- Textauszug
|---|
Vor zwölf Jahren studierte Dorothy (Dot) Watson noch in Paris und hatte große Träume – heute lebt sie wieder in ihrer Heimatstadt London, wohin sie sich nach einem schweren Schicksalsschlag zurückgezogen hat. Sie wird von Schuldgefühlen geplagt, hat keine Freunde und auch mit Mutter und Schwester kaum Kontakt. Zuflucht und Sicherheit findet sie nur in ihrer Arbeit im Fundbüro der Londoner Verkehrsbetriebe. Als eines Tages Mr. Appleby den Verlust einer Tasche samt einem Andenken an seine verstorbene Frau meldet, versucht Dot alles, um dem sympathischen alten Mann zu helfen. Doch dann muss ihre demente Mutter ins Pflegeheim, ihr Appartement soll verkauft werden und im Fundbüro regiert ein neuer Chef - zu viel auf einmal für die labile Frau, ihr bisher geordnetes Leben gerät aus der Bahn …

Helen Frances Paris, die Autorin des Buches „Das Fundbüro der verlorenen Träume“ ist künstlerische Leiterin des Londoner Theaters Curious. Ihre Theaterinszenierungen sind international ausgezeichnet und werden weltweit gezeigt. Fast zehn Jahre war sie Professorin für Theaterwissenschaften an der Stanford University in Kalifornien und lebt jetzt wieder in Großbritannien. Für ihre Lyrik erhielt sie den renommierten englischen Bridport Prize.
|---|
- Dateneinträge

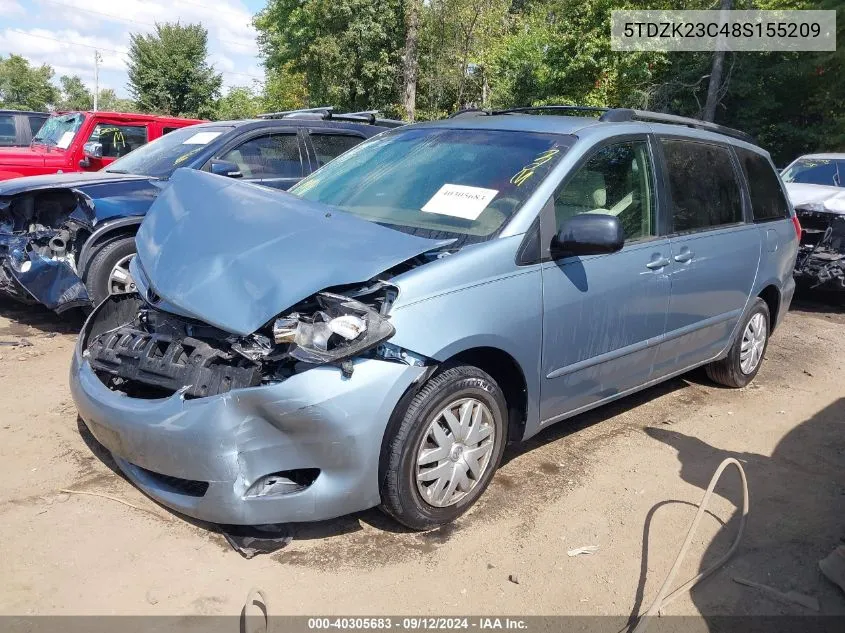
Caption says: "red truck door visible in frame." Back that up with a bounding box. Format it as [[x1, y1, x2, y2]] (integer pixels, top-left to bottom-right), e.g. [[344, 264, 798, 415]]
[[79, 118, 154, 171]]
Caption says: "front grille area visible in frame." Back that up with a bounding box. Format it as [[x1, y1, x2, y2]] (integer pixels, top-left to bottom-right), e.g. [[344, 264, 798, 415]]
[[88, 326, 261, 398], [132, 464, 208, 497]]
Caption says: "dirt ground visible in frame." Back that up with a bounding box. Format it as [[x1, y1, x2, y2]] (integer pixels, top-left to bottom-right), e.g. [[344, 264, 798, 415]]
[[0, 290, 845, 617]]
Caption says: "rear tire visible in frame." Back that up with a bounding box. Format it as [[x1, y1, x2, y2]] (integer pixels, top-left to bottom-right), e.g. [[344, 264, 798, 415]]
[[85, 235, 135, 306], [380, 365, 508, 530], [705, 297, 771, 389]]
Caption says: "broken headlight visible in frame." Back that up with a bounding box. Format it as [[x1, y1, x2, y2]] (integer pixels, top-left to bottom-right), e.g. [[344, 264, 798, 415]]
[[272, 292, 396, 363]]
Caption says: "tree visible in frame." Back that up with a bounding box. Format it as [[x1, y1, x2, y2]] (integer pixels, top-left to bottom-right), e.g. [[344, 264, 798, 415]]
[[128, 22, 223, 118], [254, 0, 404, 112], [701, 0, 733, 121], [57, 75, 94, 110], [261, 63, 308, 112], [97, 88, 138, 112], [402, 0, 421, 121], [0, 54, 59, 110], [214, 86, 261, 121]]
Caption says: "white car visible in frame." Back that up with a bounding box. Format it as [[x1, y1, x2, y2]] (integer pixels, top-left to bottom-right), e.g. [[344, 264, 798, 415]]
[[781, 154, 845, 291], [781, 154, 845, 213]]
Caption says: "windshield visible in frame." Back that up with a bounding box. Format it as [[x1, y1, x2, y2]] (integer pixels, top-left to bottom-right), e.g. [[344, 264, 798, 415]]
[[290, 128, 571, 244], [32, 112, 85, 149], [104, 126, 232, 178], [781, 158, 845, 187]]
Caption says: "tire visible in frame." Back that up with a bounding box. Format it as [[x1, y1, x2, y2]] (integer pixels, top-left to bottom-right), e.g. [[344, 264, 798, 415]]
[[85, 235, 135, 305], [380, 365, 508, 530], [705, 297, 771, 389]]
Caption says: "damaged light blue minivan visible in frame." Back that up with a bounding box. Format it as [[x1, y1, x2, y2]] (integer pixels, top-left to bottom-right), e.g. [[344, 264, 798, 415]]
[[71, 108, 800, 529]]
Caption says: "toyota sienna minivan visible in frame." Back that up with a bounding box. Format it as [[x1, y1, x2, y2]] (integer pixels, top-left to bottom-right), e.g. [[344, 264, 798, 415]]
[[71, 107, 800, 530]]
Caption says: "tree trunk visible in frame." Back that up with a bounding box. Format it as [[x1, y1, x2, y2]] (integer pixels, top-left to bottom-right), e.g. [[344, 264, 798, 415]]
[[701, 0, 733, 121], [402, 0, 420, 121]]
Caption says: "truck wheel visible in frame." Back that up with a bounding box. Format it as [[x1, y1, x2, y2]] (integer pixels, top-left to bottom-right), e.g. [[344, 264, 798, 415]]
[[85, 236, 135, 305], [381, 365, 508, 530], [705, 297, 770, 388]]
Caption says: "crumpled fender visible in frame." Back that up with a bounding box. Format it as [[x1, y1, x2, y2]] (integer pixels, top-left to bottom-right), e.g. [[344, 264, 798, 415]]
[[7, 252, 91, 312]]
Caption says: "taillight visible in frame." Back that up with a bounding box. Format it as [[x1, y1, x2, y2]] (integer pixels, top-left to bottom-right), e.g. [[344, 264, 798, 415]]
[[792, 215, 801, 242]]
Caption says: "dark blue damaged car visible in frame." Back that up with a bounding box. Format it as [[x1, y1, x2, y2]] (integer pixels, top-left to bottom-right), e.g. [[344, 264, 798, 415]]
[[0, 115, 397, 312], [70, 110, 798, 529]]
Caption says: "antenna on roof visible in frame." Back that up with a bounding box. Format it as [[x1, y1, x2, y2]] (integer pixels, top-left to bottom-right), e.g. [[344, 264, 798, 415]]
[[599, 108, 757, 145]]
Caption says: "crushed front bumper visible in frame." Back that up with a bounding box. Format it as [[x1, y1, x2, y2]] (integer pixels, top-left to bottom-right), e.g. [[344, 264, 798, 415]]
[[70, 325, 426, 525], [0, 233, 91, 313]]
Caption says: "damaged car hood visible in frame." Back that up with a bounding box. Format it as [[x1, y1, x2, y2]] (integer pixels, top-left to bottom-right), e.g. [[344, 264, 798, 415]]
[[784, 182, 845, 213], [135, 169, 442, 335], [0, 171, 155, 196]]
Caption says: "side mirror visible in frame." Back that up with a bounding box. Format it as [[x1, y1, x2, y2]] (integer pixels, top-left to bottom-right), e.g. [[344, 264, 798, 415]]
[[82, 141, 103, 158], [211, 158, 243, 178], [551, 213, 625, 258]]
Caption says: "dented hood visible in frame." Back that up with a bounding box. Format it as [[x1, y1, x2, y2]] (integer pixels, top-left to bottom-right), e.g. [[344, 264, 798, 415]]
[[135, 169, 448, 335]]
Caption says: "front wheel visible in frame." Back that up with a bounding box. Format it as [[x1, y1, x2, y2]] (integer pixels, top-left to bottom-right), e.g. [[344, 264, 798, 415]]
[[381, 365, 507, 530], [85, 236, 135, 305], [705, 297, 770, 388]]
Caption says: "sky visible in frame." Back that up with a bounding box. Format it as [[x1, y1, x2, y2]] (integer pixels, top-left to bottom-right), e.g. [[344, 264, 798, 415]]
[[0, 0, 266, 97]]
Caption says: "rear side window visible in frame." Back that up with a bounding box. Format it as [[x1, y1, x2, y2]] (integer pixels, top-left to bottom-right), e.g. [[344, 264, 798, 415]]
[[88, 123, 147, 158], [311, 133, 364, 167], [0, 114, 17, 147], [661, 139, 742, 233], [736, 147, 789, 222], [29, 116, 47, 136], [223, 132, 302, 179]]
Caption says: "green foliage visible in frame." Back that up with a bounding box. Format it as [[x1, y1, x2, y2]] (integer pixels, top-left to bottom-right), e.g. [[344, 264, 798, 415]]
[[97, 88, 138, 112], [254, 0, 404, 110], [652, 0, 845, 165], [128, 22, 223, 118], [0, 54, 59, 110], [214, 86, 261, 121], [57, 75, 94, 110], [261, 63, 308, 112]]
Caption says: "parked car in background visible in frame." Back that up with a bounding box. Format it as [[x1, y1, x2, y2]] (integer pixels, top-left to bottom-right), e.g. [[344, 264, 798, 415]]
[[0, 110, 50, 147], [0, 108, 399, 312], [71, 107, 798, 529], [0, 112, 202, 180], [781, 154, 845, 291]]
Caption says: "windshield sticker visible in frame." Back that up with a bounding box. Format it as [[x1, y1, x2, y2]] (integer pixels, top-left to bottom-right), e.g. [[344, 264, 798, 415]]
[[173, 147, 202, 165], [421, 183, 499, 220], [511, 149, 560, 187], [182, 132, 222, 145], [56, 132, 73, 149]]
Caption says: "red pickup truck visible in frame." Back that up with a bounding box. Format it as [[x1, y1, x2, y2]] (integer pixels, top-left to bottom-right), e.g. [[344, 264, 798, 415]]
[[0, 112, 202, 180]]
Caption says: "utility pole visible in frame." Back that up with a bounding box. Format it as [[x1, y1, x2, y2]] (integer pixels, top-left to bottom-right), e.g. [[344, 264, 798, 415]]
[[94, 49, 102, 112]]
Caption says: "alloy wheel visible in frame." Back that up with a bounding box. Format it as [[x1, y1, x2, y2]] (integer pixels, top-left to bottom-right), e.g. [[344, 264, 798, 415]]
[[416, 398, 496, 508], [739, 312, 767, 376]]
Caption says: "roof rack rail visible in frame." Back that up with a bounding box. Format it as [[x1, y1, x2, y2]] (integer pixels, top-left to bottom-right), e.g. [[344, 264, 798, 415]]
[[599, 108, 757, 145], [258, 106, 405, 127], [490, 105, 610, 114], [257, 106, 334, 119], [446, 108, 491, 119]]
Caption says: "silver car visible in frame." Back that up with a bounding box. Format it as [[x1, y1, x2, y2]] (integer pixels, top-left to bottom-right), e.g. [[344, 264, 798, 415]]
[[70, 109, 798, 530]]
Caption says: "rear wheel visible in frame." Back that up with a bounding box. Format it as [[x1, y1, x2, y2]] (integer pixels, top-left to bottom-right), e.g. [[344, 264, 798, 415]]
[[706, 297, 770, 388], [85, 236, 135, 305], [381, 365, 507, 530]]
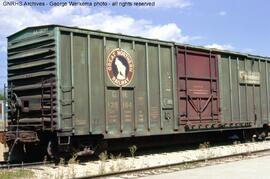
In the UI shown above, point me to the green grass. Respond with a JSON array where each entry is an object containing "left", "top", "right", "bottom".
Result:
[{"left": 0, "top": 169, "right": 34, "bottom": 179}]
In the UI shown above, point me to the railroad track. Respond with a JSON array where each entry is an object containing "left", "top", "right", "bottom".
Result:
[
  {"left": 0, "top": 141, "right": 270, "bottom": 179},
  {"left": 77, "top": 149, "right": 270, "bottom": 179},
  {"left": 0, "top": 161, "right": 53, "bottom": 170}
]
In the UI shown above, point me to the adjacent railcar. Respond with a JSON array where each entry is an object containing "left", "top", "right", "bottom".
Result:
[{"left": 6, "top": 25, "right": 269, "bottom": 159}]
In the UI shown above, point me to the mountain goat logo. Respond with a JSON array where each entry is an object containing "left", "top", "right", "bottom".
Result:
[{"left": 106, "top": 48, "right": 134, "bottom": 86}]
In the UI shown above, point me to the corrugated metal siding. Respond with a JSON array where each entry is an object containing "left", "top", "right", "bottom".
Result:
[
  {"left": 8, "top": 27, "right": 56, "bottom": 129},
  {"left": 219, "top": 54, "right": 269, "bottom": 126},
  {"left": 60, "top": 29, "right": 177, "bottom": 138}
]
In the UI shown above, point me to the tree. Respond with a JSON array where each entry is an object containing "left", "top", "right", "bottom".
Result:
[{"left": 0, "top": 94, "right": 4, "bottom": 100}]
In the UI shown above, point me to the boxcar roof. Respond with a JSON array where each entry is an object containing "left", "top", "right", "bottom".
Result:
[{"left": 7, "top": 24, "right": 270, "bottom": 60}]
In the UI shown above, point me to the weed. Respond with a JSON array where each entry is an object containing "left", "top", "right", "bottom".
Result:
[
  {"left": 128, "top": 145, "right": 137, "bottom": 158},
  {"left": 98, "top": 151, "right": 108, "bottom": 174},
  {"left": 199, "top": 142, "right": 210, "bottom": 149},
  {"left": 0, "top": 169, "right": 34, "bottom": 179}
]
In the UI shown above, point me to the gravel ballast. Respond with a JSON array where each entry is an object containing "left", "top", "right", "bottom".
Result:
[{"left": 32, "top": 141, "right": 270, "bottom": 179}]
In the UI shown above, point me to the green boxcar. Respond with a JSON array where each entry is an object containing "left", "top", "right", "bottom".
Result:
[
  {"left": 6, "top": 25, "right": 270, "bottom": 161},
  {"left": 219, "top": 52, "right": 270, "bottom": 127},
  {"left": 8, "top": 26, "right": 178, "bottom": 138}
]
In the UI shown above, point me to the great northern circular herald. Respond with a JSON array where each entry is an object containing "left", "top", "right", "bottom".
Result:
[{"left": 106, "top": 48, "right": 134, "bottom": 86}]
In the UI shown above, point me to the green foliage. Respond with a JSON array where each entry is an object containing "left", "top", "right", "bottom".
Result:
[
  {"left": 129, "top": 145, "right": 137, "bottom": 157},
  {"left": 0, "top": 94, "right": 4, "bottom": 100},
  {"left": 68, "top": 154, "right": 79, "bottom": 164},
  {"left": 199, "top": 142, "right": 210, "bottom": 149},
  {"left": 98, "top": 151, "right": 108, "bottom": 174},
  {"left": 0, "top": 169, "right": 34, "bottom": 179}
]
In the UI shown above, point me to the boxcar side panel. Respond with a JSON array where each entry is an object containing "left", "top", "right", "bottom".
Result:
[
  {"left": 60, "top": 28, "right": 176, "bottom": 138},
  {"left": 219, "top": 54, "right": 269, "bottom": 127}
]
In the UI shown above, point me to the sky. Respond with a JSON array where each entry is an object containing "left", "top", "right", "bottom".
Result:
[{"left": 0, "top": 0, "right": 270, "bottom": 89}]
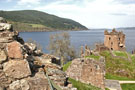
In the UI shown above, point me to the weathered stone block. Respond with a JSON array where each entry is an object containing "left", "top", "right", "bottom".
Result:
[
  {"left": 9, "top": 79, "right": 30, "bottom": 90},
  {"left": 7, "top": 41, "right": 23, "bottom": 59},
  {"left": 26, "top": 72, "right": 50, "bottom": 90},
  {"left": 0, "top": 49, "right": 7, "bottom": 63},
  {"left": 66, "top": 58, "right": 105, "bottom": 90},
  {"left": 0, "top": 23, "right": 12, "bottom": 31},
  {"left": 3, "top": 60, "right": 31, "bottom": 79}
]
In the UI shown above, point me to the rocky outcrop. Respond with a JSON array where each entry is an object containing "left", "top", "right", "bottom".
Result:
[
  {"left": 66, "top": 57, "right": 105, "bottom": 90},
  {"left": 7, "top": 41, "right": 23, "bottom": 59},
  {"left": 0, "top": 17, "right": 73, "bottom": 90},
  {"left": 3, "top": 60, "right": 31, "bottom": 79}
]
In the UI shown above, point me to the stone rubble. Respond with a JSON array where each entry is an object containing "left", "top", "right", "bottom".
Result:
[
  {"left": 66, "top": 57, "right": 105, "bottom": 90},
  {"left": 0, "top": 17, "right": 76, "bottom": 90}
]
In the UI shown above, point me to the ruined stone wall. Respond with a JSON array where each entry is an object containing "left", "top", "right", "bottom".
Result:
[
  {"left": 104, "top": 29, "right": 125, "bottom": 50},
  {"left": 0, "top": 17, "right": 76, "bottom": 90},
  {"left": 66, "top": 58, "right": 105, "bottom": 90}
]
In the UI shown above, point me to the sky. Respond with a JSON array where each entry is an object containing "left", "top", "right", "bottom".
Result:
[{"left": 0, "top": 0, "right": 135, "bottom": 28}]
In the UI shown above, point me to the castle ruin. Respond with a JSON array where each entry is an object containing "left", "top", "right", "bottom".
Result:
[{"left": 104, "top": 29, "right": 126, "bottom": 51}]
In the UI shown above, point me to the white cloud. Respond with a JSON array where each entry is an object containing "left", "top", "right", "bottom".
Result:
[
  {"left": 10, "top": 0, "right": 135, "bottom": 28},
  {"left": 6, "top": 0, "right": 12, "bottom": 2},
  {"left": 17, "top": 0, "right": 41, "bottom": 5}
]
|---|
- Arbeitsauftrag 1
Schreib den Textauszug über das Buch neu, beginnend bei „Helen Frances Paris, die“ und endend mit „englischen Bridport Prize.“, und benenne dabei „Großbritannien“ in „England“ um.
- Arbeitsauftrag 2
Setze den Text über das Buch „Das Fundbüro der verlorenen Träume“ und seine Autorin im Anschluss an den letzten Satz fort.

- Schriftliche Antwort 1
Helen Frances Paris, die Autorin des Buches „Das Fundbüro der verlorenen Träume“ ist künstlerische Leiterin des Londoner Theaters Curious. Ihre Theaterinszenierungen sind international ausgezeichnet und werden weltweit gezeigt. Fast zehn Jahre war sie Professorin für Theaterwissenschaften an der Stanford University in Kalifornien und lebt jetzt wieder in England. Für ihre Lyrik erhielt sie den renommierten englischen Bridport Prize.

- Schriftliche Antwort 2
Neben dem schönen, zum Inhalt passenden Cover fällt schon gleich zu Anfang der angenehm feinfühlige und einprägsame Schreibstil auf. Der Autorin ist es gelungen, den verschiedenen Charakteren Leben einzuhauchen und ihr Umfeld äußerst plastisch zu wiederzugeben. Man ist sofort vertraut mit dem Ablauf im Fundbüro, wird von der Fülle der Fundstücke förmlich erschlagen, lernt dort die zentrale Person Dorothy kennen und wird hineingezogen in ihren Verlust, ihre Trauer und ihre Zerrissenheit. Nicht alle ihre Handlungsweisen sind nachvollziehbar, manches ist verworren und nebulös, dennoch empfand ich das Geschehen meist sehr realistisch. Es gelingt ihr, nicht nur den Menschen ihre verlorenen Gegenstände zurück zu geben, sondern auch ihren eigenen, verlorenen Lebensmut nach und nach wieder zu finden.

Fazit: Ein gefühlvoller Roman über Verlust, Trauer und Seelenpein – aber auch vom Wiederfinden und Sich-Selbst-Finden – mit einem überraschenden, versöhnlich stimmenden Schluss.